*** Opening DOCUMENT TEXT ***

His food looks absolutely disgusting most times, and that's not any disrespect towards other cultures and their food choices. However, like someone else said, the way he plates his food looks bizarre and unappetizing, and he genuinely doesn't seem to know the proper way to prepare meals. Chef jobs be damned.

For instance, who would use chicken breasts for shawarma? We know damn well these crack heads are not health conscious, so why not use the more flavorful chicken thighs? Lamb? Fatso can afford it. That chicken breast shawarma looked drier than Chantal's menopausal pussy.

Speaking of pussy, I wish Peetz would stop being one and actually try to score some while Queen Heifertiti stays at the trap house. The average bachelor would have company come by to entertain him and not fucking sit around waiting for his slob of a roommate to come home so he can brag about how good of a boy he is for emptying a fucking litter box.
 
What I love is how her 'totally not a meth pipe burn' is still on her face, even her slimming red face filter can't really mask it. Some shaving cut that is.

Also on the topic, she's put on so much weight this last couple of months that her slimming filter barely works, she looks fucking huge.
 
Ah, another "MY WAY" recipe video AKA "My FUCKED UP Way" of making traditional meals.

His food looks absolutely disgusting most times, and that's not any disrespect towards other cultures and their food choices. However, like someone else said, the way he plates his food looks bizarre and unappetizing, and he genuinely doesn't seem to know the proper way to prepare meals. Chef jobs be damned.

*** Closing DOCUMENT TEXT ***
*** Opening DATA TO EXAMINE ***

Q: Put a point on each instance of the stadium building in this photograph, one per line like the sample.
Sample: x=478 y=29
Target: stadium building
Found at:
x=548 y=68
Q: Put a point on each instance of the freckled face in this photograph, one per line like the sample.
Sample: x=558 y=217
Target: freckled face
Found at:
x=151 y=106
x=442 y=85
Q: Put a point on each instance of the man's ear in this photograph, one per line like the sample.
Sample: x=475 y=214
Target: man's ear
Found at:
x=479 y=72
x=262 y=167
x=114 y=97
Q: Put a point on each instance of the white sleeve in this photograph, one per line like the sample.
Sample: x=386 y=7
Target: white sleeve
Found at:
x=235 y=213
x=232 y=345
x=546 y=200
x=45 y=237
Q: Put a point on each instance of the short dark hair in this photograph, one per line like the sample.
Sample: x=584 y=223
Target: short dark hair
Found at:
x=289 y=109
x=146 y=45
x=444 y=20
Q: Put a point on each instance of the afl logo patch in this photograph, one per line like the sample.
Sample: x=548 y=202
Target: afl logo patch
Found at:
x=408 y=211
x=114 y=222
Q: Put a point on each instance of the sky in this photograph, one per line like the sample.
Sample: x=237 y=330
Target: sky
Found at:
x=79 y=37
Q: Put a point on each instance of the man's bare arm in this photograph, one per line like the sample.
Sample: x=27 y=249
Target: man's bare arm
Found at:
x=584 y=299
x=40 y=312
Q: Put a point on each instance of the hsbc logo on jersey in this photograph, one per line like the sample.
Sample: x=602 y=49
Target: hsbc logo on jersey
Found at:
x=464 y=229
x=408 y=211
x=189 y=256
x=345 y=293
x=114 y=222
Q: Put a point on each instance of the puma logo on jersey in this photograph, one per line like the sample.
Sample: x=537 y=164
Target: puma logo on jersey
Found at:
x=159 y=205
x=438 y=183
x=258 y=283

*** Closing DATA TO EXAMINE ***

### PROBLEMS TO WORK ON
1/ In the commentary, which cut of chicken does the writer say would be more flavorful for shawarma?
2/ Set down the commentary's words exactly, beginning at the words "What I love" and stopping after "looks fucking huge.".
The items are separate material and have no connection to the commentary.

### WRITTEN ANSWERS
1/ Chicken thighs.

2/
What I love is how her 'totally not a meth pipe burn' is still on her face, even her slimming red face filter can't really mask it. Some shaving cut that is.

Also on the topic, she's put on so much weight this last couple of months that her slimming filter barely works, she looks fucking huge.